§ **PROMPT**: Copy every line of these items word for word.

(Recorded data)
# # # #

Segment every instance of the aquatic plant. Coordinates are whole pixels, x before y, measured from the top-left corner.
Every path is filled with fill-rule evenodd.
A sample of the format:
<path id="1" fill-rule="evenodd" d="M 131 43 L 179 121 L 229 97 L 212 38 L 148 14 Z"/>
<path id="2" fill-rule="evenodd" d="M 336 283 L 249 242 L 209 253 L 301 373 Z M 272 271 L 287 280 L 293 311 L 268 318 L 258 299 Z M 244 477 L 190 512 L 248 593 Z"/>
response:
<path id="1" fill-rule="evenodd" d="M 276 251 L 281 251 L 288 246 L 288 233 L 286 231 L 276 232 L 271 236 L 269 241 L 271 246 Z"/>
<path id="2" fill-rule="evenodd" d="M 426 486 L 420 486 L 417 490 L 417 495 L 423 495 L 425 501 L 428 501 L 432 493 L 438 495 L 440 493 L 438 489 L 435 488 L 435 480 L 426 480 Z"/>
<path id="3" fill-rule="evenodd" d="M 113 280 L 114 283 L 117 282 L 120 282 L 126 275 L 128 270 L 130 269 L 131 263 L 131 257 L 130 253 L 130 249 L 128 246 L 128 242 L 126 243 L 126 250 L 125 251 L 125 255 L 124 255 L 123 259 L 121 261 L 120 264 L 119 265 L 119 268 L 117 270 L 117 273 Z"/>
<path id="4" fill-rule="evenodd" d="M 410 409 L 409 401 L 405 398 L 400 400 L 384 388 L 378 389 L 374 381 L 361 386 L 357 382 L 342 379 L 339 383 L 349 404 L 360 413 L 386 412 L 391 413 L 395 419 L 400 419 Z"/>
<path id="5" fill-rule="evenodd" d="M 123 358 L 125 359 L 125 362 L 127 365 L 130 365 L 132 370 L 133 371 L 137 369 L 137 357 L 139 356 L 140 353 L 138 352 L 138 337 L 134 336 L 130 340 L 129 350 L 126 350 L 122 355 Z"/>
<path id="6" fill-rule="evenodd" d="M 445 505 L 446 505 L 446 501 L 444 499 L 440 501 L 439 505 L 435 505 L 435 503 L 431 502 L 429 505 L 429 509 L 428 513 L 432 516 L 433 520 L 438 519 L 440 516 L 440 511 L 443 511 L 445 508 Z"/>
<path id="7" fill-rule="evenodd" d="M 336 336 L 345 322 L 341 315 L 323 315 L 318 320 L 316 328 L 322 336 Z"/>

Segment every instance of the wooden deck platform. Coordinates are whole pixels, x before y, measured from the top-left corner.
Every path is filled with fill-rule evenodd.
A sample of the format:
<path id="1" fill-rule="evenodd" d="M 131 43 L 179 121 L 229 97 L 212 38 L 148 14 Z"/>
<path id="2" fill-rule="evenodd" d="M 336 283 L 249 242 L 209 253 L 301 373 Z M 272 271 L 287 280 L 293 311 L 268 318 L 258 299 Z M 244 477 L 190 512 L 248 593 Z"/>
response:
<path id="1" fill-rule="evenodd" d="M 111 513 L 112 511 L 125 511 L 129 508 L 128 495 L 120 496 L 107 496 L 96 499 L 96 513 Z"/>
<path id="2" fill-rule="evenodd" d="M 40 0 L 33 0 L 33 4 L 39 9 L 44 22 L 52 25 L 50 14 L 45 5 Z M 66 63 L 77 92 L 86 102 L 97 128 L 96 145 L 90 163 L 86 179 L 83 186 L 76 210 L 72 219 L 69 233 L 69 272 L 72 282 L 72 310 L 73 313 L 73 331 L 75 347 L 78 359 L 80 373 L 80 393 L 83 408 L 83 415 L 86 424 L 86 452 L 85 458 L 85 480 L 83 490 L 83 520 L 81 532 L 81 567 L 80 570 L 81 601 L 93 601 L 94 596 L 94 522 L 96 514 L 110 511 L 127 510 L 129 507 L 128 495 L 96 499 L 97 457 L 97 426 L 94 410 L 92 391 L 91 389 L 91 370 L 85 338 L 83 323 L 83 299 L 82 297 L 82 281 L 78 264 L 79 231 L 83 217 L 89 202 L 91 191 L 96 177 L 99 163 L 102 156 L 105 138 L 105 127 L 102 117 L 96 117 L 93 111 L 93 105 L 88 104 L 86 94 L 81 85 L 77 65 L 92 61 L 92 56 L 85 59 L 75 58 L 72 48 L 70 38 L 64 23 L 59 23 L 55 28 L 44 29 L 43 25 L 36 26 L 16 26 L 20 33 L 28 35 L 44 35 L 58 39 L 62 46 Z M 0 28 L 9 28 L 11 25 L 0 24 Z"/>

# # # #

§ **EXERCISE RESULT**:
Segment every instance of the aquatic plant. Coordinates are whole pixels, x before y, measured from the top-left corner.
Every path is filled with fill-rule evenodd.
A sample of the format:
<path id="1" fill-rule="evenodd" d="M 131 43 L 179 121 L 229 97 L 212 38 L 148 14 Z"/>
<path id="2" fill-rule="evenodd" d="M 336 283 L 249 242 L 209 253 L 301 373 Z M 272 271 L 287 280 L 293 311 L 268 318 L 258 299 Z M 244 477 L 190 512 L 248 593 Z"/>
response:
<path id="1" fill-rule="evenodd" d="M 276 251 L 281 251 L 288 246 L 288 233 L 286 231 L 276 232 L 271 236 L 269 241 L 271 246 Z"/>
<path id="2" fill-rule="evenodd" d="M 426 486 L 420 486 L 417 490 L 417 495 L 423 495 L 425 501 L 428 501 L 432 493 L 438 495 L 440 493 L 438 489 L 435 488 L 435 480 L 426 480 Z"/>
<path id="3" fill-rule="evenodd" d="M 113 280 L 114 283 L 117 282 L 120 282 L 126 275 L 128 270 L 130 269 L 131 263 L 131 257 L 130 253 L 130 249 L 128 246 L 128 242 L 126 243 L 126 250 L 125 251 L 125 255 L 124 255 L 123 259 L 121 261 L 120 264 L 119 265 L 119 268 L 117 270 L 117 273 Z"/>
<path id="4" fill-rule="evenodd" d="M 410 409 L 409 401 L 405 398 L 400 400 L 384 388 L 378 389 L 374 381 L 361 386 L 357 382 L 342 379 L 339 383 L 349 404 L 360 413 L 386 412 L 391 413 L 395 419 L 400 419 Z"/>
<path id="5" fill-rule="evenodd" d="M 123 358 L 125 359 L 125 362 L 127 365 L 130 365 L 132 370 L 133 371 L 137 369 L 137 357 L 139 356 L 140 353 L 138 352 L 138 337 L 134 336 L 130 340 L 129 350 L 126 350 L 122 355 Z"/>
<path id="6" fill-rule="evenodd" d="M 445 505 L 446 505 L 446 501 L 444 499 L 440 501 L 439 505 L 435 505 L 435 503 L 431 502 L 429 505 L 429 509 L 428 513 L 432 516 L 433 520 L 438 519 L 440 516 L 440 511 L 443 511 L 445 508 Z"/>
<path id="7" fill-rule="evenodd" d="M 336 336 L 345 322 L 341 315 L 323 315 L 318 320 L 316 328 L 322 336 Z"/>

Segment every instance of the wooden deck platform. Coordinates are whole pixels, x before y, measured from the top-left corner.
Every path is filled with fill-rule evenodd.
A sample of the format:
<path id="1" fill-rule="evenodd" d="M 131 43 L 179 121 L 229 97 L 212 38 L 148 14 Z"/>
<path id="2" fill-rule="evenodd" d="M 336 283 L 249 242 L 209 253 L 301 373 Z M 272 271 L 287 280 L 293 311 L 268 318 L 258 299 Z M 244 477 L 190 512 L 248 593 Z"/>
response:
<path id="1" fill-rule="evenodd" d="M 111 513 L 112 511 L 125 511 L 129 508 L 128 495 L 120 496 L 107 496 L 96 499 L 96 513 Z"/>
<path id="2" fill-rule="evenodd" d="M 40 0 L 33 0 L 33 4 L 39 9 L 44 22 L 52 25 L 50 14 L 45 5 Z M 66 63 L 77 92 L 86 102 L 97 128 L 96 145 L 90 163 L 86 179 L 83 186 L 76 210 L 72 219 L 69 233 L 69 272 L 72 282 L 72 310 L 73 313 L 73 331 L 75 347 L 78 359 L 80 373 L 80 393 L 83 408 L 83 415 L 86 424 L 86 452 L 85 458 L 85 480 L 83 490 L 83 520 L 81 532 L 81 567 L 80 570 L 81 601 L 93 601 L 94 596 L 94 522 L 96 514 L 110 511 L 127 510 L 129 507 L 128 495 L 96 499 L 97 457 L 97 426 L 94 410 L 92 391 L 91 389 L 91 370 L 85 338 L 83 323 L 83 299 L 82 297 L 82 281 L 78 264 L 79 231 L 83 217 L 89 202 L 91 191 L 96 177 L 99 163 L 102 156 L 105 138 L 105 127 L 102 117 L 96 117 L 93 111 L 93 105 L 88 104 L 86 94 L 81 85 L 77 65 L 92 61 L 92 56 L 85 59 L 75 58 L 72 48 L 70 38 L 64 23 L 59 23 L 55 28 L 44 29 L 43 25 L 36 26 L 16 26 L 20 33 L 28 35 L 44 35 L 58 39 L 62 46 Z M 0 28 L 9 28 L 11 25 L 0 24 Z"/>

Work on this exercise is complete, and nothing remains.